**What this task involves**. Each line below should be set down again unchanged.
*** Opening of Information provided ***
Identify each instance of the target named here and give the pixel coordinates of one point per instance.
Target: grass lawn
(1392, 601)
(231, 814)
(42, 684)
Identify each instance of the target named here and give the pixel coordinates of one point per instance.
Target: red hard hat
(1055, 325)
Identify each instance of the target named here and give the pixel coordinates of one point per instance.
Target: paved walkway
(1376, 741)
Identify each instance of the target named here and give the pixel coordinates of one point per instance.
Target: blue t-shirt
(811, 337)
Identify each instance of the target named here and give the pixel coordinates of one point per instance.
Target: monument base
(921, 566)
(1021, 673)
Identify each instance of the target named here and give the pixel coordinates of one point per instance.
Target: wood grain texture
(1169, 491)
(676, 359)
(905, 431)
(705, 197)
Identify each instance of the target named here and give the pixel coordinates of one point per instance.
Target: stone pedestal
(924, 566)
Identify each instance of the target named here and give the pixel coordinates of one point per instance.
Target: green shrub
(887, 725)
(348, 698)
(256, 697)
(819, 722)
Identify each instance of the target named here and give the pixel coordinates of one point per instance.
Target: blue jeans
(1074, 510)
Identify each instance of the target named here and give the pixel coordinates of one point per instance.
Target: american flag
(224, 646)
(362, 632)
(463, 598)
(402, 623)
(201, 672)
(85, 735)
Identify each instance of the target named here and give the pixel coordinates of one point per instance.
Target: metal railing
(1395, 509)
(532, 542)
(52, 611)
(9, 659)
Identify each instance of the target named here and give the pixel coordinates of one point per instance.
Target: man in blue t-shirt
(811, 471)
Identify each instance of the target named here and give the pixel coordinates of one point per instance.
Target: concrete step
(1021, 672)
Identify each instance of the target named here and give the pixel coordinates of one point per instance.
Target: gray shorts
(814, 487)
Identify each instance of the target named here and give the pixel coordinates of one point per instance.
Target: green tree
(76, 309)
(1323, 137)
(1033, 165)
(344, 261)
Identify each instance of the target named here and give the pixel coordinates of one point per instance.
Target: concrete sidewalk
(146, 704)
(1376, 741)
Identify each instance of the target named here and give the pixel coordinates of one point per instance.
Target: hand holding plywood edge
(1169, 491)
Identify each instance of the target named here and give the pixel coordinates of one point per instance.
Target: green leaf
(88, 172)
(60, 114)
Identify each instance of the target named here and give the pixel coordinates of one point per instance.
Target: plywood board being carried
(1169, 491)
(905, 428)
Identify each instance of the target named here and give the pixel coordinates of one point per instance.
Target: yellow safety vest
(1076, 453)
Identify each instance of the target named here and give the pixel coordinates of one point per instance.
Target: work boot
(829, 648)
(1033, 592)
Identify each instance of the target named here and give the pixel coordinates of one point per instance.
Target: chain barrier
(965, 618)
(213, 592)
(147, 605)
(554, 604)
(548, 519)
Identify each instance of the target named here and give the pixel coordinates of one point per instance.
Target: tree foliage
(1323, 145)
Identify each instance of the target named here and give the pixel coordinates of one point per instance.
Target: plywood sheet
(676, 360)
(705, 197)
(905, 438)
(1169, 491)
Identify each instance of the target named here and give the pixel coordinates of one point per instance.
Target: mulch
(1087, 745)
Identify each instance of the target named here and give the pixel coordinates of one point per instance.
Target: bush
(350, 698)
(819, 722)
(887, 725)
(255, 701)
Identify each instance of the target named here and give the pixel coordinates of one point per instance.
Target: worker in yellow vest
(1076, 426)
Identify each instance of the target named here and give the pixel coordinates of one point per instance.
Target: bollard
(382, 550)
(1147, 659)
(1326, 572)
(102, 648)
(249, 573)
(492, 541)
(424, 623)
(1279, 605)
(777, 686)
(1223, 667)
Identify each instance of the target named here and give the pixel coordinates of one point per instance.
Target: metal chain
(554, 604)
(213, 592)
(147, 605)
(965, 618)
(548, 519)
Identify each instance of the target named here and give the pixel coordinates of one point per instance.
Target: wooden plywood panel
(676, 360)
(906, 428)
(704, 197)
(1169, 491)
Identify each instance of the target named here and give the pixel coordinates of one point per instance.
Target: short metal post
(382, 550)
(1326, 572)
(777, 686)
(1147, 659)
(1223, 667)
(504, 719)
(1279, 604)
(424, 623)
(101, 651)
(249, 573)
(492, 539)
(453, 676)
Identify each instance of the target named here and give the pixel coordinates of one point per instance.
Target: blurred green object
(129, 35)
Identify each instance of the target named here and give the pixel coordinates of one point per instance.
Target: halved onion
*** Close of Information provided ***
**Result for this exercise**.
Identify each instance of the target named here and give the pixel coordinates of one point per instance.
Target: grass lawn
(1392, 601)
(231, 814)
(42, 684)
Identify each instance of the target named here and give the pixel coordinates of one point per instance.
Target: red hard hat
(1055, 325)
Identify each instance of the target named here and give the pixel coordinates of one point per instance.
Target: paved walkway
(1376, 741)
Identify each instance of the target named here and give the pixel coordinates of one point per instance.
Target: blue t-shirt
(811, 337)
Identify each instance of the target named here and give the pixel coordinates of one point per instance.
Target: monument base
(921, 566)
(1021, 673)
Identify each instance of the target named here and give the pixel coordinates of one point per instance.
Target: wood grain texture
(1169, 491)
(676, 359)
(905, 431)
(705, 197)
Identify each instance of the target named here and give the pixel coordinates of one point per instance.
Target: stone pedestal
(924, 566)
Identify each instance of the target named here and give the pixel coordinates of one point per instance.
Target: green shrub
(887, 725)
(348, 698)
(256, 697)
(819, 722)
Identify each instance of the target named here and give the pixel coordinates of one point per instance.
Target: blue jeans
(1074, 510)
Identify each instance of the target named here and give the pixel coordinates of one point per instance.
Target: american flag
(224, 646)
(362, 632)
(463, 598)
(402, 623)
(201, 672)
(85, 735)
Identify each instance of the target named here and give the pixel coordinates of one point per instance.
Target: metal railing
(1395, 509)
(532, 542)
(52, 611)
(9, 659)
Identify each instance of the target named here and give the pixel coordinates of one point per instance.
Target: man in blue t-shirt
(811, 471)
Identify each instance of the target named here and give the pixel coordinates of one point per instance.
Target: concrete step
(1021, 672)
Identify each instance of the target named here and give the pixel coordinates of one point per instance.
Target: gray shorts
(814, 487)
Identify each instance of the target named here and give the pixel coordinates of one point per instance.
Target: green tree
(76, 309)
(1323, 137)
(1033, 165)
(344, 261)
Identify each instance of the target named here and give the pixel coordinates of one point per instance.
Target: concrete sidewalk
(146, 704)
(1376, 741)
Identify each instance of the target named here and give the pixel coordinates of one point per instance.
Target: hand holding plywood edge
(1169, 491)
Identify each instance of the target named here and give the pixel coordinates of one point per instance.
Target: green leaf
(88, 172)
(60, 114)
Identify each instance of the target named here and give the pixel coordinates of one point per instance.
Target: plywood board being carried
(1169, 491)
(905, 428)
Identify each instance of the target named here and give the pixel coordinates of one point per instance.
Target: yellow safety vest
(1076, 453)
Identify each instance of the target named here and give the pixel coordinates of one point per instance.
Target: work boot
(829, 648)
(1033, 592)
Identify each instance of the target named here and give the pixel coordinates of one point per instance.
Target: chain barrier
(965, 618)
(213, 592)
(147, 605)
(554, 604)
(548, 519)
Identify each instance of the target named here and give the pixel coordinates of one point per instance.
Target: tree foliage
(1323, 145)
Identify each instance of the target named here and give the pixel coordinates of one point per instance.
Target: plywood sheet
(676, 360)
(705, 197)
(905, 438)
(1169, 491)
Identify each instance of the target named here and give the pixel coordinates of one point per instance.
Target: mulch
(1087, 745)
Identify each instance of the target named here and give the pixel coordinates of one point per instance.
Target: bush
(350, 698)
(819, 722)
(887, 725)
(255, 701)
Identify each instance of the target named here and give the pixel coordinates of one point per instance.
Target: worker in yellow vest
(1076, 426)
Identify each instance of the target named here and give the pixel coordinates of one point per instance.
Target: bollard
(382, 550)
(1147, 659)
(1326, 572)
(102, 648)
(249, 573)
(492, 541)
(424, 623)
(1279, 605)
(777, 686)
(1223, 667)
Identify each instance of the target named here and give the pixel coordinates of one point per instance.
Target: metal chain
(554, 604)
(213, 592)
(147, 605)
(965, 618)
(548, 519)
Identify each instance of the target named here and give the pixel coordinates of one point per instance.
Target: wooden plywood panel
(676, 360)
(906, 428)
(704, 197)
(1169, 491)
Identify each instance of the target named here and give the pixel coordinates of one point per instance.
Target: short metal post
(382, 550)
(1326, 572)
(777, 686)
(1147, 659)
(1223, 667)
(504, 719)
(1279, 604)
(424, 623)
(101, 651)
(249, 573)
(492, 539)
(453, 676)
Identify each instance of the target named here and give the pixel coordinates of one point per instance.
Target: blurred green object
(129, 35)
Identify each instance of the target named here and give the pixel coordinates of one point per instance.
Target: halved onion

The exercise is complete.